▸ Brief A
Return the passage of the text on allergic conjunctivitis from "Where lens removal" up to and including "more severe cases.", word for word.
▸ Brief B
Supply the next part of the text on allergic conjunctivitis and contact lenses, picking up after its final sentence.

Allergic conjunctivitis: Allergic conjunctivitis is the most common type. In people without allergy, contacts induce allergy against preservatives in lens solutions. In people with allergy contact lenses aggravate the conditions. Allergic conjunctivitis can be seasonal caused by seasonal allergens like pollens or perennial caused by perennial allergens like smoke, dust or animal dander.

The symptoms are:

  • Redness
  • Swelling
  • Tearing
  • Itching
  • Occasional discharge

Sometimes it is difficult to diagnose allergic conjunctivitis because other disorders like dry eyes have similar symptoms. In such cases patient history and deeper eye examination helps. In allergic conjunctivitis, itching is the most severe symptom.

As in other contact lens related disorders the ideal solution would be removal of the offending lens and the solution preservative till the disorder subsides. Later they may be replaced by new lenses and a lens care regime free of preservatives. If the disorder persists gas permeable lenses may be used.

Where lens removal is not possible, artificial tears, cool compressors and ocular irrigation can provide relief. Topical non-steroid and anti-inflammatory agents may be used. Steroids are used, if at all, in more severe cases.

[Stored items]
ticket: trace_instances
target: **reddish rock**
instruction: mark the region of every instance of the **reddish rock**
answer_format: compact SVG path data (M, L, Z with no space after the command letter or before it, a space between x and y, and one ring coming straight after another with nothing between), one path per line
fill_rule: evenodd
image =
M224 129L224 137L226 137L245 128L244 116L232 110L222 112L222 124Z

▸ Your response A
Where lens removal is not possible, artificial tears, cool compressors and ocular irrigation can provide relief. Topical non-steroid and anti-inflammatory agents may be used. Steroids are used, if at all, in more severe cases.

▸ Your response B
In pre-existing allergy cases the condition should be properly controlled before resuming lens wear.

Atopic conjunctivitis: Atopic conjunctivitis is the most severe form of allergy. People with eczema are more prone to it. It is a chronic condition and the prognosis is guarded. Atopic conjunctivitis is caused by airborne allergens and certain foods.

The symptoms are:

  • Itching
  • Dry eyes
  • Photophobia
  • Blurred vision

Atopic conjunctivitis left untreated may lead to corneal swelling and conjunctival scarring. In some rare cases, lack of early treatment has led to blindness. Atopic conjunctivitis is rare and is seen mainly in older people.

Topical steroids, mast cell stabilizers and topical antihistamines are the common medications. In severe cases oral steroids may be used for a short time.

Considering the severity of the disorder patients should be dissuaded from wearing contacts.

Toxic conjunctivitis: Toxic conjunctivitis is an allergy often caused by preservatives present in lens cleaning solutions. These preservatives are absorbed by the lenses and trigger allergic reactions in the eye. Toxic conjunctivitis occurs more in soft contact lenses since they absorb liquids more easily.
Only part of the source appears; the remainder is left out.